◆ GOAL 1 ◆
Report how many lines of the listing contain the string "truck", treating case as significant, and give only that number.

◆ SUPPLIED PASSAGE ◆
┌──
Papua New Guinea - New Forest Conservation Project
Added to website: 04 May 2006
Coral Cay Conservation has recently been awarded a grant from the Darwin Initiative to undertake a community-based forest conservation project in Papua New Guinea. The Darwin Initiative is a grants programme that aims to promote biodiversity conservation and sustainable use of resources around the world. The Initiative is funded and administered by the UK Department for Environment, Food and Rural Affairs.
The ‘Waria Valley Community Conservation and Sustainable Livelihoods Programme’, will be supported by the Darwin Initiative for the next three years. CCC will work in partnership with the people of the Waria Valley (Papua New Guinea) through their development arm organisation, the Morobe Bris Kanda (MBK), and collaborate with additional partners, to initiate the development of alternative sustainable livelihood options within the locally owned forest areas of the designated communities. This is coupled with enhanced environmental education and training programmes, contributing to the conservation and sustainable use of their forest resources. The aims of the proposed project include biodiversity assessments of the forest resources of the Waria Valley (including inventories of two traditionally important timber species: Campnospermum brevipetiolata and Hernandia ovigera); development of a GIS-based decision support system; implementation of community vegetation nurseries for restoration work; the initiation of alternative livelihood schemes (including small scale forestry and eco-tourism); coupled with environmental education, training and local capacity building programmes within the target communities. This project aims to achieve local sustainable development based on benefits derived for local land owners from local forest biodiversity. CCC will be recruiting three field staff to work on the project (based in PNG) from mid-2006.
Project History
The initial project concept was developed jointly by CCC and PNG counterparts at the Forest Research Institute (FRI) and Morobe Bris Kanda (MBK). The concept was awarded pre-project funding by the Darwin Initiative in 2005, and a project development visit was undertaken by CCC to PNG in August 2005 to meet with relevant stakeholders and community leaders. The result of the trip was the development of a full project proposal which has now been awarded a Darwin Initiative grant in 2006 for the next three years.
└──
◆ GOAL 2 ◆
Carry on the article above about the Papua New Guinea forest conservation project, picking up after its final sentence.

Pointing entries for named objects
┌──
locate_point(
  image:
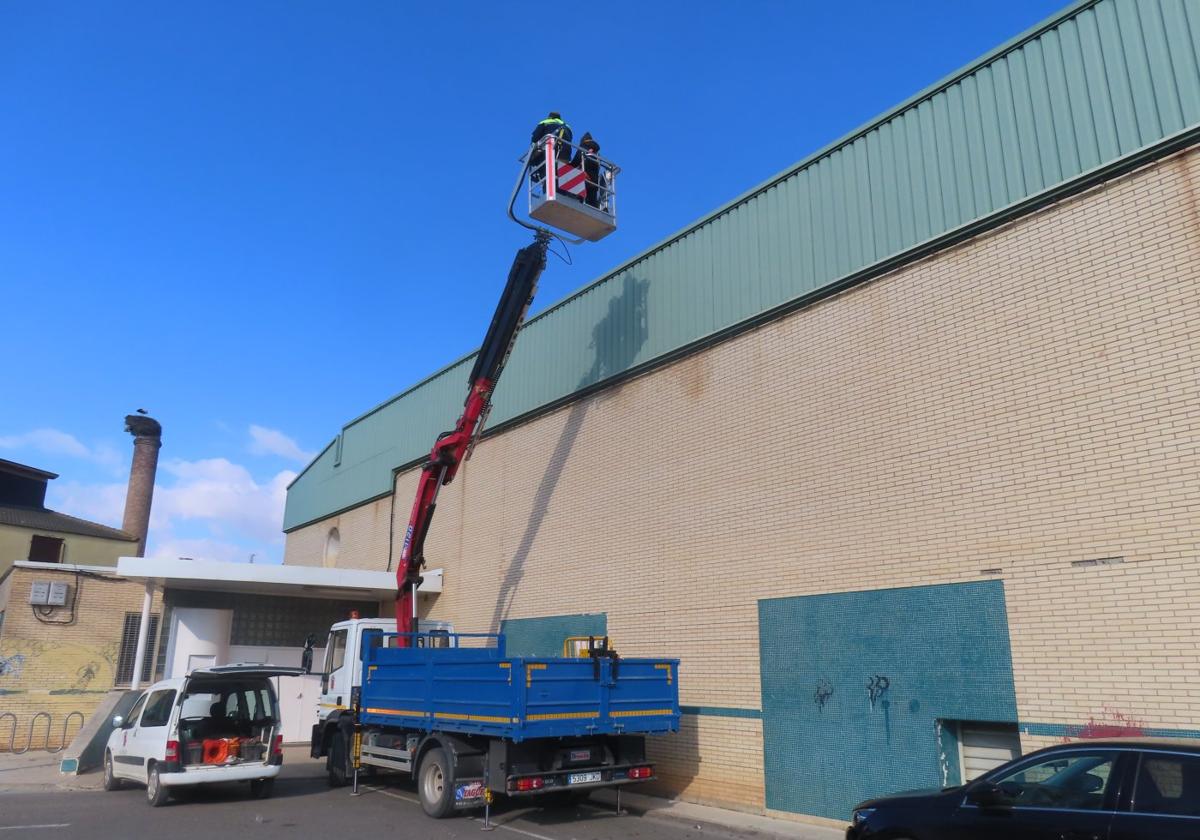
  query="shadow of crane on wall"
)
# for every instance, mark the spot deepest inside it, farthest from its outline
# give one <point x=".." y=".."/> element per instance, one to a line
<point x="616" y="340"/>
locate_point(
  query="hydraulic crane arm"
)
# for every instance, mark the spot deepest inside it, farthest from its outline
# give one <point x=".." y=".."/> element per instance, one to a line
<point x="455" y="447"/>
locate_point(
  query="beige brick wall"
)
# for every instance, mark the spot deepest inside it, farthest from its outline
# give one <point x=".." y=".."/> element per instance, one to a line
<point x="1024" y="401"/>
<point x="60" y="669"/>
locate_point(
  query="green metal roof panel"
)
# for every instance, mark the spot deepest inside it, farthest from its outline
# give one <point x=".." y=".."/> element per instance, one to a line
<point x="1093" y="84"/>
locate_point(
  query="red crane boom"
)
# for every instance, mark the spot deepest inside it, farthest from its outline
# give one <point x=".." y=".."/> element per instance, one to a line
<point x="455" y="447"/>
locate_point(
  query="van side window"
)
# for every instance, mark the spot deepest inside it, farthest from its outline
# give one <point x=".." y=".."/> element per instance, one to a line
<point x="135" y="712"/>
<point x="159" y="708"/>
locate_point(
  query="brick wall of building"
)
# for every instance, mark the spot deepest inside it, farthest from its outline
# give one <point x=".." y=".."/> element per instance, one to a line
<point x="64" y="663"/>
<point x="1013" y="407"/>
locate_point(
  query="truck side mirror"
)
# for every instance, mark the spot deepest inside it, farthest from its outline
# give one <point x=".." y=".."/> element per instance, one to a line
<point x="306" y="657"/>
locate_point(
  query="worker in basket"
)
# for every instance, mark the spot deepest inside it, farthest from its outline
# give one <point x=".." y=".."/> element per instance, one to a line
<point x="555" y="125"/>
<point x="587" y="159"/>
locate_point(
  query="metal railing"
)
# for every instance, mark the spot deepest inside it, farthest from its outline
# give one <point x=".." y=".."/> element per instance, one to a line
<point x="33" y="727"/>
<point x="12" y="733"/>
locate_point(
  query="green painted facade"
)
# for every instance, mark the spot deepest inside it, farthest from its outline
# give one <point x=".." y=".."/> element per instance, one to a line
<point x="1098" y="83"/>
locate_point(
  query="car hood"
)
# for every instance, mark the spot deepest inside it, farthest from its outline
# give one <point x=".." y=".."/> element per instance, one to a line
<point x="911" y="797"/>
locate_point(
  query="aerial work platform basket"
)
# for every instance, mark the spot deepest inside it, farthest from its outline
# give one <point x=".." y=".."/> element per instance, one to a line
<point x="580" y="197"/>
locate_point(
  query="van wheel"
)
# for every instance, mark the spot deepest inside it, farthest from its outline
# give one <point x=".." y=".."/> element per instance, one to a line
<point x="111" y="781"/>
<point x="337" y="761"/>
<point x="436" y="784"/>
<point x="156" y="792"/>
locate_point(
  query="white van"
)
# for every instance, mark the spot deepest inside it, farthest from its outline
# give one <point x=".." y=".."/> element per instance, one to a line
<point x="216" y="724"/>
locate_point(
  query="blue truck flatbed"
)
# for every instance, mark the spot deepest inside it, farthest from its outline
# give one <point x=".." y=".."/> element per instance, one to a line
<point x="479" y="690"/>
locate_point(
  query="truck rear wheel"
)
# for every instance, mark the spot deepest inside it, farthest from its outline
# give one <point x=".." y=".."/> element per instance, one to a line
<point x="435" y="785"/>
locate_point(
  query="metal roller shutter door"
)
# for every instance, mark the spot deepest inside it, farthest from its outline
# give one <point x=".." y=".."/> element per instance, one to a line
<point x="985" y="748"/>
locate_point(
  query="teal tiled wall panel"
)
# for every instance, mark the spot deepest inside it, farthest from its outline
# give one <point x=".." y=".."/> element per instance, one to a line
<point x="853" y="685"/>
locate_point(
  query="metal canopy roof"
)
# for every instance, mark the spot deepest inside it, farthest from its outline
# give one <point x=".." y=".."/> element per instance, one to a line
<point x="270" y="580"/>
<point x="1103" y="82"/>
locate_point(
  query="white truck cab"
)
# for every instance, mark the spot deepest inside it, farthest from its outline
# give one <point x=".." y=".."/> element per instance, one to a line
└──
◆ RESULT 1 ◆
4

◆ RESULT 2 ◆
PNG project partners include:
Morobe Bris Kanda (MBK) – is a local development partnership that represents the people of the Waria Valley. MBK (base in Lae, northern PNG) will act as one of the main partners and has facilitated representation of key stakeholders from the Waria Valley, developing this project as a direct result of consultation with the people of Morobe area and their village counsellors, prior to approaching CCC.
Village Development Trust (VDT) – is an international development NGO based in Lae that works in partnership with MBK. The VDT has assisted in developing the community based alternative livelihood schemes and future marketing and management of the forestry and eco-tourism components of the project. (www.global.net.pg/vdt/)
PNG Forest Research Institute (FRI) – will be the second main partner for the project. FRI have been jointly involved in the resource assessment component of the project development and have agreed to provide technical support (e.g. herbarium facilities) for the forestry/inventory components, and office space for project co-ordination.
The Department of Environment and Conservation (DEC) – will provide permits and approvals for the project to operate and undertake specified work within PNG.
PNG University of Technology, Dept of Forestry (UniTech) – will provide additional technical support and students to attend field-training courses ensuring training and capacity building objectives are achieved. (www.unitech.ac.pg/)
The project will be implemented by CCC in partnership with Jaquelin Fisher Associates (www.jfa.co.uk).
PNG Background
Sir Alfred Russell Wallace (contemporary of Darwin) stated that New Guinea “contains more strange and new and beautiful natural objects than any other part of the globe”. PNG forms part of the world’s third largest block of unbroken tropical rainforest. Whilst the biodiversity is globally important, it is also important to the people of PNG, with over 85% of the population living a largely subsistence lifestyle, highly dependent on natural resources for their food security and to meet basic needs. However, these resources are under continual threat from industrial logging, which only offers short-term gain to those involved.
The people of the Waria valley receive little or no direct benefits to their local communities where large-scale conventional logging has taken place. The people from these communities have voiced their concerns about the long-term environmental effects of these logging concessions and as a direct result of this the MBK was formed to work with the people to conserve their forests and environments for themselves and future generations. These forests are home to local communities and an estimated 10,000 people solely rely on these forests for food and other daily uses. The communities of the Waria Valley aspire to develop their local communities through sustainable methods (such as eco-forestry and eco-tourism) with the help and capacity of the MBK and other development NGOs. To do so this requires alternative forms of development and an increase in environmental education and awareness that would ensure the sustainability of forest resources through conservation with the aim of reducing poverty and improving the livelihoods of the local communities.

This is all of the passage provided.